» Work task
Print the lines below exactly, beginning with the one that contains "the black balaclava?" and stopping after the last line.

⁂

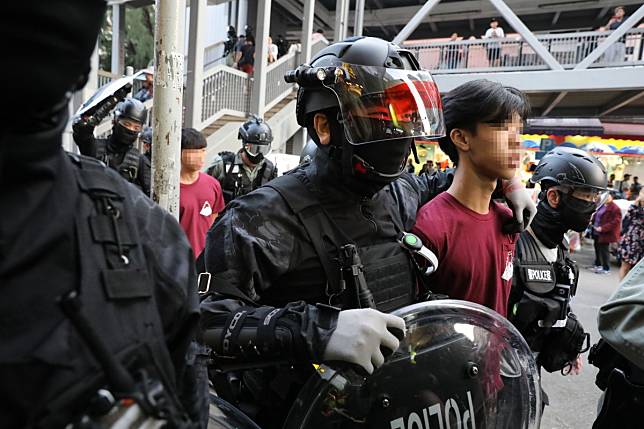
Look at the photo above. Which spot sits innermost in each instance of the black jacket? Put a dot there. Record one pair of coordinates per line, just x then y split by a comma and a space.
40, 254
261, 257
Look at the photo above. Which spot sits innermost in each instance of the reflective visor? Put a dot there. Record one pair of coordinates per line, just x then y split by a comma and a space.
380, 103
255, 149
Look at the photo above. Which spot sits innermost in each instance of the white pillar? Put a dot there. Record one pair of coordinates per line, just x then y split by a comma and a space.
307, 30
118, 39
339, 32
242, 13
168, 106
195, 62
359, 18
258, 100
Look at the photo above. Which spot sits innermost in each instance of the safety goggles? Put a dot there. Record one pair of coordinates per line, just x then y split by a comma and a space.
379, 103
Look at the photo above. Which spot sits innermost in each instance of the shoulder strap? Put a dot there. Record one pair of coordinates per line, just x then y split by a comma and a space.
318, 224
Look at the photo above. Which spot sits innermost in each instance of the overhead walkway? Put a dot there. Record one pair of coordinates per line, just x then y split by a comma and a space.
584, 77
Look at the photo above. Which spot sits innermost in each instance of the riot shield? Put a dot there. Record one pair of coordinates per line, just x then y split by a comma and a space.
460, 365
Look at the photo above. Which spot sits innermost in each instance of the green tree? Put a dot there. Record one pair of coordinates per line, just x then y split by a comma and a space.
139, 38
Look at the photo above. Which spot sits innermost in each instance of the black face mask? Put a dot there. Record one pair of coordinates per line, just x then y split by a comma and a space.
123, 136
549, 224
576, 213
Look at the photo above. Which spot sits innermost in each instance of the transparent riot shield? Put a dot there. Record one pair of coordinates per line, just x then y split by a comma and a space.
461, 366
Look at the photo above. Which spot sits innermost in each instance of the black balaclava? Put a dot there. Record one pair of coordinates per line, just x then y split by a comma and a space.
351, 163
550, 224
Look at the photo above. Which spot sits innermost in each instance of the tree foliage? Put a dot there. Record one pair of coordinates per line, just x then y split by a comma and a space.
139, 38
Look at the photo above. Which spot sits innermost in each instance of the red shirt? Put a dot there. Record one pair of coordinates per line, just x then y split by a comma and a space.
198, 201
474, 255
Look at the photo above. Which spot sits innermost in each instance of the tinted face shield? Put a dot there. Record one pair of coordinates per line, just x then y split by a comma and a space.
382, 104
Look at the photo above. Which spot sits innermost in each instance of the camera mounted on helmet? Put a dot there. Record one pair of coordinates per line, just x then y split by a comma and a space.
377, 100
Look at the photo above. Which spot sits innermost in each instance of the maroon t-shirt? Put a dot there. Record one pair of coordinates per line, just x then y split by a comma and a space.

⁂

» Task answer
Look at the photo above. Which spot sits innermost in each instance of the black balaclava? Put a dot there. Record one pair of coordinates per line, just x then y split by a comma and a space.
351, 163
550, 224
Look at the photo above. Which spot sits innermost in each instance of the tree foliage? Put a dot there. Record one pair of coordinates per line, just x then y split by a comma and a space.
139, 38
Look at the photo above. Which spot sits innermost in each instance of the red shirt? Put a dot there. Record one pair of coordinates per line, just x then y split by a comma and a space.
198, 201
474, 255
Look at the photo above. Which spot sits innermost in each instance of the tinted face shield? Put a dot there. Record one pair of coordinates per line, just x then y split by a comma and a space.
382, 104
Look at the photo above. Which spot sits innermost in each instance of the camera mounted on helmet? Put a dot there. Record one pair of coordinates per line, just x then y split by a comma and a space.
377, 100
Look at the photo above. Which spot sits innermost in each instance of the maroon t-shirt? Put a dot there. Record one pair of coordinates per line, just x then y split by a comma and a space.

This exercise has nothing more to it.